*WORK REQUIRED*. An exact restatement of the records below is expected.

---------- GIVEN RECORDS ----------

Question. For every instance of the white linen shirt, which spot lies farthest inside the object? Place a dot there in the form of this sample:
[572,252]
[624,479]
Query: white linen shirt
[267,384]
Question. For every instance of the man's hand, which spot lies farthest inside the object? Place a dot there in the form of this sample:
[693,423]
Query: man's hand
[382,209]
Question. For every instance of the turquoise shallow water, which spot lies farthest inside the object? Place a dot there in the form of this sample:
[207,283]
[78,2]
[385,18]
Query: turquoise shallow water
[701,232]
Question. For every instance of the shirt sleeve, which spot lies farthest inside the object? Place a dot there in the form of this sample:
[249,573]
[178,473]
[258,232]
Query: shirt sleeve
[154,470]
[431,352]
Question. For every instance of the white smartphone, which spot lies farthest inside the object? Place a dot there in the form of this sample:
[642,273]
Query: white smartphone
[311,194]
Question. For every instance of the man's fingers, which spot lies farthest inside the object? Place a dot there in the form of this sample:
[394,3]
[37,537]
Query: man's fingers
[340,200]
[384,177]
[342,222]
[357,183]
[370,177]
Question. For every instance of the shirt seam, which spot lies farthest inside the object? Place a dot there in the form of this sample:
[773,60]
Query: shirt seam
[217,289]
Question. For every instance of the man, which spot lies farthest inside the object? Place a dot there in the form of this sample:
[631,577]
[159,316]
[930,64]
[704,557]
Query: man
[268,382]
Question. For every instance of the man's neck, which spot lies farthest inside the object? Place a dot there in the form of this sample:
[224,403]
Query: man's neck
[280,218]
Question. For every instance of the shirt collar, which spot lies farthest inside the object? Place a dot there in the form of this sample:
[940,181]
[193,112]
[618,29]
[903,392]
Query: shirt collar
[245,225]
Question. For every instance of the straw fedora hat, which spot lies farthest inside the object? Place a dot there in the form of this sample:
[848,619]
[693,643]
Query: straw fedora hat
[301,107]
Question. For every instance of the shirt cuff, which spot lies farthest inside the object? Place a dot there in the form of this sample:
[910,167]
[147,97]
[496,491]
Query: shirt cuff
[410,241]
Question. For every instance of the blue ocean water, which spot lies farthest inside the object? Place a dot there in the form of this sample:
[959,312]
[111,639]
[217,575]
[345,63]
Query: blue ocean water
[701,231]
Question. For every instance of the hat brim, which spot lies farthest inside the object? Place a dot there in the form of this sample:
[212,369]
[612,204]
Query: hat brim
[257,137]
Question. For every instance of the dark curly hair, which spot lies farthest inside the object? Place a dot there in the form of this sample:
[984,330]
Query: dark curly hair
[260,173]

----------

*EXERCISE RESPONSE*.
Question. For every instance of the white linen shirt, which spot lies farthest inside the object? Place a dot there in the form of this sample:
[572,252]
[624,479]
Query: white linen shirt
[267,384]
Question. For every instance of the man's hand, which spot lies farthest inside the object? Place a dot there in the form of this sample:
[693,423]
Query: man's hand
[382,209]
Question. For every instance of the turquoise shallow water, which spot lies farthest inside the object? Place a dot there in the form of this sample:
[207,283]
[78,2]
[385,18]
Query: turquoise shallow water
[701,232]
Question. For every instance of the shirt sleeve, which spot lies farthest inside the object? Place a dot there in the form of this sample:
[249,573]
[178,473]
[258,232]
Query: shirt sleeve
[154,470]
[431,352]
Question. For every instance of the white smartphone, which spot lies farthest inside the object? Place a dot there in the form of this sample:
[642,273]
Query: white smartphone
[311,194]
Question. For every instance of the man's fingers, which spot lies farthest inside the object? Place a dot there in the form of this sample:
[394,3]
[37,537]
Query: man's fingers
[340,200]
[384,177]
[342,222]
[357,183]
[370,177]
Question. For every instance of the shirt seam, which spot lies farthest inside the object? Place a dot there in the form of this sample:
[773,60]
Query: shirt seam
[217,289]
Question. For every instance of the man, which spot lies farthest inside the object? Place a dot there in the form of this sample:
[631,577]
[159,316]
[930,64]
[704,557]
Query: man
[268,382]
Question. For every instance of the man's neck, which spot lies farthest inside the object? Place a dot there in the form of this sample:
[224,403]
Query: man's neck
[280,218]
Question. For every instance of the shirt collar, which spot lies farthest inside the object? Place a dot there in the form of this sample:
[940,181]
[193,112]
[618,29]
[903,392]
Query: shirt collar
[245,225]
Question. For every instance of the straw fedora hat, which spot lies farthest inside the object? Place a dot there in the form of this sample:
[848,619]
[693,643]
Query: straw fedora hat
[301,107]
Question. For every instance of the shirt cuff, which spot lies farthest inside the object? Place a dot there in the form of this sample:
[910,167]
[147,97]
[496,491]
Query: shirt cuff
[410,241]
Question. For every instance of the blue ocean water, which spot lies farthest inside the object? Place a dot there in the form of this sample:
[959,312]
[111,639]
[217,575]
[345,63]
Query: blue ocean water
[701,231]
Question. For every instance of the hat brim, which spot lies farthest inside the object? Place a dot there in the form of this sample:
[212,369]
[612,204]
Query: hat brim
[257,137]
Question. For every instance of the dark curly hair, which spot lies farthest inside the object? Place a dot there in the form of this sample:
[984,330]
Query: dark curly hair
[260,173]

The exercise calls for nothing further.